- Opening Delimiter -
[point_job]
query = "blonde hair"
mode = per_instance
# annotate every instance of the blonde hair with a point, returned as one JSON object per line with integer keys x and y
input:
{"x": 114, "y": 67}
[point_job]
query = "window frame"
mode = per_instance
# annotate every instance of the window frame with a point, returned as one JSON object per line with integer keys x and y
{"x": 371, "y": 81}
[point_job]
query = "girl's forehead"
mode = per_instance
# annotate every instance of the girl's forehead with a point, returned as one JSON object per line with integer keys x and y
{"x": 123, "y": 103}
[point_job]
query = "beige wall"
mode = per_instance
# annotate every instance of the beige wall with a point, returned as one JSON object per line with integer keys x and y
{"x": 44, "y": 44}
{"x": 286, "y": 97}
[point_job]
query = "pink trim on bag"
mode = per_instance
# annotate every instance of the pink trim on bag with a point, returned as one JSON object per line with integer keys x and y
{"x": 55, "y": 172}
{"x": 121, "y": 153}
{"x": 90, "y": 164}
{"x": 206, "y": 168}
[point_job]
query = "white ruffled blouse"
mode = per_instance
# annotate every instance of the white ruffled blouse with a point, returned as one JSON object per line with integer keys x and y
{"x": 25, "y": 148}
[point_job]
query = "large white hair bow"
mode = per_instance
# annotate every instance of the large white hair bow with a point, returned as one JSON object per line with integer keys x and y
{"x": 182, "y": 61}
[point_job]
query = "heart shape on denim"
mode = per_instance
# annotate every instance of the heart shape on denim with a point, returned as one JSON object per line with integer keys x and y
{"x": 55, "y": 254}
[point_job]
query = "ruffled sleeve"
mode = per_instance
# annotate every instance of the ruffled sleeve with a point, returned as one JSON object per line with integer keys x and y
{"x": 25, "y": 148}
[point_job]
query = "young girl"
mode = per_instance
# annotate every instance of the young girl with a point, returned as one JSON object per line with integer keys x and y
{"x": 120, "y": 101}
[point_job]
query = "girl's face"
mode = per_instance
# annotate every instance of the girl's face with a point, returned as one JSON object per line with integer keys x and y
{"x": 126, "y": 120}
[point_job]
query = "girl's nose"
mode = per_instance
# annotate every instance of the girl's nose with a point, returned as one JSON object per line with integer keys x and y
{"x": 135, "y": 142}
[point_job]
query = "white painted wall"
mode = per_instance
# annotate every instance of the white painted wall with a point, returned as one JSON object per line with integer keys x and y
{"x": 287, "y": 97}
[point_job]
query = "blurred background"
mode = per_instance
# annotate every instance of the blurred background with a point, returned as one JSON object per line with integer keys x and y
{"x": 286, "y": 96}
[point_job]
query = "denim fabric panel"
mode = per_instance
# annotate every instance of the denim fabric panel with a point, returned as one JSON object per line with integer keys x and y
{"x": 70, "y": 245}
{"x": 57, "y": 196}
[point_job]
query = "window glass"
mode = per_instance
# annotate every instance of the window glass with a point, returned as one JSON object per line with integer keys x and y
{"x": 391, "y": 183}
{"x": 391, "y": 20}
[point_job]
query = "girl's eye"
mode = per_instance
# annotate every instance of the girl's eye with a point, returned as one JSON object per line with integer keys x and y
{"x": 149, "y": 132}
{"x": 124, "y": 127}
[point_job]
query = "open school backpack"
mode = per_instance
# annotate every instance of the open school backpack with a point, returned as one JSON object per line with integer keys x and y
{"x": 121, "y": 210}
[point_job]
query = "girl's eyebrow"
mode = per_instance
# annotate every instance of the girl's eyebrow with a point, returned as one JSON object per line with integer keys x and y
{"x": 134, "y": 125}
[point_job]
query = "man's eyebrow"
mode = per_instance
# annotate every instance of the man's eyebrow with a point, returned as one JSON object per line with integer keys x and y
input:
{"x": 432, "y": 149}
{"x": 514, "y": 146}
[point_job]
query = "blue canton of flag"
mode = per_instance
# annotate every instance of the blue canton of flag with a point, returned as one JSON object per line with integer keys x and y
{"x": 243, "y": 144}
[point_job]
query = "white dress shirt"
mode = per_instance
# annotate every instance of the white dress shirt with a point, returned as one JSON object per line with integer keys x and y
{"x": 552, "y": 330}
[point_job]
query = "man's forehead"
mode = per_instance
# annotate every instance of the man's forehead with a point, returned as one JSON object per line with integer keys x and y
- Closing Delimiter -
• [The problem]:
The entire listing needs to be output again, exactly, please.

• [Your response]:
[point_job]
query = "blonde hair"
mode = per_instance
# annotate every instance of the blonde hair with a point, returned as one JSON object per line with integer keys x and y
input:
{"x": 114, "y": 67}
[point_job]
query = "window frame"
mode = per_instance
# annotate every instance of the window frame with a point, returned as one JSON object per line with integer keys x and y
{"x": 371, "y": 81}
[point_job]
query = "girl's forehead"
mode = per_instance
# annotate every instance of the girl's forehead with a point, returned as one JSON object per line with integer keys x and y
{"x": 123, "y": 103}
[point_job]
query = "beige wall"
mode = per_instance
# annotate every instance of the beige wall with a point, returned as one JSON object per line with integer keys x and y
{"x": 44, "y": 44}
{"x": 286, "y": 97}
[point_job]
query = "pink trim on bag"
mode = per_instance
# annotate every instance of the pink trim on bag with a point, returned as one JSON object per line with integer keys x and y
{"x": 55, "y": 172}
{"x": 121, "y": 153}
{"x": 90, "y": 164}
{"x": 206, "y": 168}
[point_job]
query = "white ruffled blouse"
mode = per_instance
# annotate every instance of the white ruffled blouse with a point, returned as one JSON object per line with integer keys x and y
{"x": 25, "y": 148}
[point_job]
query = "large white hair bow"
mode = per_instance
# annotate every instance of the large white hair bow with a point, returned as one JSON object per line with integer keys x and y
{"x": 182, "y": 61}
[point_job]
query = "heart shape on denim"
mode = per_instance
# annotate every instance of the heart shape on denim with a point, returned as one JSON object per line with integer keys x and y
{"x": 55, "y": 254}
[point_job]
query = "ruffled sleeve"
mode = per_instance
# annotate every instance of the ruffled sleeve with a point, returned as one JSON object per line with integer keys x and y
{"x": 25, "y": 148}
[point_job]
query = "young girl"
mode = per_instance
# annotate every instance of the young girl with a point, returned as one JSON object per line with integer keys x and y
{"x": 120, "y": 101}
[point_job]
query = "girl's face"
mode = per_instance
# annotate every instance of the girl's face with a point, returned as one JSON object per line with integer keys x and y
{"x": 126, "y": 120}
[point_job]
query = "girl's nose"
mode = per_instance
# annotate every instance of the girl's nose with a point, returned as one JSON object per line with integer keys x and y
{"x": 135, "y": 142}
[point_job]
query = "white painted wall"
mode = per_instance
# annotate every instance of the white painted wall with a point, returned as one JSON object per line with integer keys x and y
{"x": 287, "y": 97}
[point_job]
query = "blurred background"
mode = per_instance
# annotate every instance of the blurred background with a point, returned as one JSON object per line with integer keys x and y
{"x": 286, "y": 96}
[point_job]
query = "denim fabric panel"
mode = per_instance
# annotate every instance of the denim fabric panel with a point, returned as one JSON object per line with integer keys x and y
{"x": 70, "y": 245}
{"x": 57, "y": 196}
[point_job]
query = "window glass"
mode = per_instance
# annotate every instance of the window glass with a point, returned as one JSON object per line with integer keys x and y
{"x": 391, "y": 183}
{"x": 391, "y": 20}
[point_job]
query = "girl's eye"
mode = per_instance
# annotate every instance of the girl's eye with a point, returned as one JSON object per line with integer keys x and y
{"x": 149, "y": 132}
{"x": 124, "y": 127}
[point_job]
query = "open school backpack"
mode = per_instance
# annotate every instance of the open school backpack with a point, returned as one JSON object per line with integer keys x and y
{"x": 121, "y": 210}
[point_job]
query = "girl's eyebrow"
mode = per_instance
# annotate every instance of the girl's eyebrow with a point, returned as one JSON object per line with integer keys x and y
{"x": 134, "y": 125}
[point_job]
query = "man's eyebrow"
mode = per_instance
# annotate every instance of the man's eyebrow with a point, returned as one JSON object per line with integer keys x and y
input:
{"x": 432, "y": 149}
{"x": 514, "y": 146}
[point_job]
query = "blue canton of flag"
mode = per_instance
# annotate every instance of the blue canton of flag with a point, returned as one JSON object per line with integer keys x and y
{"x": 243, "y": 144}
[point_job]
query = "white dress shirt"
mode = per_instance
# annotate every instance of the white dress shirt with a point, returned as one JSON object per line with integer keys x and y
{"x": 552, "y": 330}
[point_job]
query = "man's forehead"
mode = per_instance
# annotate every instance of the man's forehead with a point, returned as one JSON object per line with integer keys x and y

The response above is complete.